#### Extrait cité:

Le parquet d’Aix-en-Provence a fait une étude sur 26 meurtres et tentatives en 2018 et 2019. 55 % des auteurs avaient des antécédents de violences ou menaces sur conjointe. Dans un quart des cas, la procédure avait été classée, dans un tiers les auteurs étaient sous suivi judiciaire.

Parmi les 120 femmes tuées en 2018, un tiers avait déposé une plainte ou une main courante.

Plus concrètement, un exemple au hasard cette année, en janvier, Gülçin a été poignardée à mort en pleine rue par son mari, dont elle était en instance de divorce. Et pourtant elle avait alerté  : cinq dépôts de plainte, des visites régulières au commissariat, un accompagnement par une association féministe, une lettre au procureur réclamant une audience…

Les exemples de mépris des femmes, de leurs plaintes et de leurs terreurs sont multiples  : du dépôt de plainte refusé aux propos minimisant la «  dispute  », du procureur qui ne poursuit pas au juge qui accorde la garde au père. En ce moment, avec le Grenelle et le décompte sinistre, les journaux en sont pleins.

BUNK

Le problème, ce sont les hommes et le patriarcat

En juillet de cette année, le bracelet anti-rapprochement disponible depuis 2017 n’était pas (encore  ?) utilisé. Il permet de détecter la présence de l’agresseur dans le périmètre interdit. Encore faudra-t-il que quelqu’un intervienne en cas de violation…

Le «  téléphone grand danger  », tellement vanté pour dire que le gouvernement agit, est également sous-utilisé. Il a été théoriquement généralisé fin 2018. Aucune des femmes victimes de l’étude du ministère de la justice n’en disposait. Plus de 800 téléphones sont disponibles, les deux tiers ne sont pas attribués.

L’ordonnance de protection permet de mettre à l’écart le conjoint violent, interdit toute forme de contact avec la victime, reloge cette dernière à une adresse tenue secrète, protège les enfants. Le tout sans qu’une plainte n’ait forcément été déposée. Cet outil efficace a été appliqué 1 839 fois en 2017 pour plus de 3 000 demandes. Dans le même temps, l’Espagne, qui s’est réellement engagée contre les violences conjugales et compte 47 millions d’habitantes et habitants, en a accordé 29 000.

#### Consigne écrite 1:
Répondez à ces questions à partir de l'extrait :
(a) Combien de meurtres et tentatives le parquet d'Aix-en-Provence a-t-il étudiés, et sur quelles années ?
(b) Depuis quelle année le bracelet anti-rapprochement est-il disponible ?
(c) Combien de fois l'ordonnance de protection a-t-elle été appliquée en 2017 ?
#### Consigne écrite 2:
Selon l'extrait, par quels moyens Gülçin avait-elle alerté avant sa mort ? Énumérez-les tous.
Seul l'extrait sert de source.

[Relevés de pointage]
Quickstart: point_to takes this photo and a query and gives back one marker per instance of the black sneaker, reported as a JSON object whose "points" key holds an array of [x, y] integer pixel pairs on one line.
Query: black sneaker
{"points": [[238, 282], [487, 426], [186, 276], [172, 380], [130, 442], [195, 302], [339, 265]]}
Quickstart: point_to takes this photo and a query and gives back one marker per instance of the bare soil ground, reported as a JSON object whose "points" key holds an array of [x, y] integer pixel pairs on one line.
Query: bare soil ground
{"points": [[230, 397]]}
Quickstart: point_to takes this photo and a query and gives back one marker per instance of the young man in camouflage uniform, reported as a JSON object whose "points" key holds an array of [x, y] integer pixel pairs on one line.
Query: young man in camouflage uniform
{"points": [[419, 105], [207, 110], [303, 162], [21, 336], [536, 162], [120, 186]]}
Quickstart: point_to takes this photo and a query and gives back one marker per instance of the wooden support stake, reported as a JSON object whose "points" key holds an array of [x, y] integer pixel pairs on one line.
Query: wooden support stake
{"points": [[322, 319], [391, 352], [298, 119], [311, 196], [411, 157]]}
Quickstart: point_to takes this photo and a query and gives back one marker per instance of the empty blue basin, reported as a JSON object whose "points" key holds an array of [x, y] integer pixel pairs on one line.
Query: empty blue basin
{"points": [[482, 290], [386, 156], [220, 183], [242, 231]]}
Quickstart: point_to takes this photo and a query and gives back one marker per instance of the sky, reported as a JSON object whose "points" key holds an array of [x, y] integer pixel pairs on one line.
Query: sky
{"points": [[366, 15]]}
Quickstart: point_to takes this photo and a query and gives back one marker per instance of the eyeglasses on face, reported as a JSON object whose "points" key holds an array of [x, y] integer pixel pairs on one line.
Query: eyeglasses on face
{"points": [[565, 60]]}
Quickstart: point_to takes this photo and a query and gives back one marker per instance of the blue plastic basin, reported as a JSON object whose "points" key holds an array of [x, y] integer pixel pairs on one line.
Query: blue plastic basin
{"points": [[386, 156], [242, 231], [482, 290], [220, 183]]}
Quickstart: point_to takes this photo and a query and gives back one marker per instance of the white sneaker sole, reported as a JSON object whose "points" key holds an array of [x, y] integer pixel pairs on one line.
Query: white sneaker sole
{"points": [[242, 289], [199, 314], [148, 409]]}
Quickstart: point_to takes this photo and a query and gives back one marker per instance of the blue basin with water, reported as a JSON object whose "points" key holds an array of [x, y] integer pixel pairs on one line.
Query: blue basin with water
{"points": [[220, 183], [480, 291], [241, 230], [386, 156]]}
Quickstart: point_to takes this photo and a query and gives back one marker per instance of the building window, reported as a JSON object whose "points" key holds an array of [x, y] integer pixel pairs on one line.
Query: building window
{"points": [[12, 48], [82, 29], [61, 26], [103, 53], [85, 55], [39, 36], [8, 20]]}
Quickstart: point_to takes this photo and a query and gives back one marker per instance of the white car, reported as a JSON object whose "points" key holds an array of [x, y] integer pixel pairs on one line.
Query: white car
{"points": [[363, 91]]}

#### Réponse attendue 1:
(a) 26 meurtres et tentatives, en 2018 et 2019.
(b) Depuis 2017.
(c) 1 839 fois, pour plus de 3 000 demandes.

#### Réponse attendue 2:
- Cinq dépôts de plainte
- Des visites régulières au commissariat
- Un accompagnement par une association féministe
- Une lettre au procureur réclamant une audience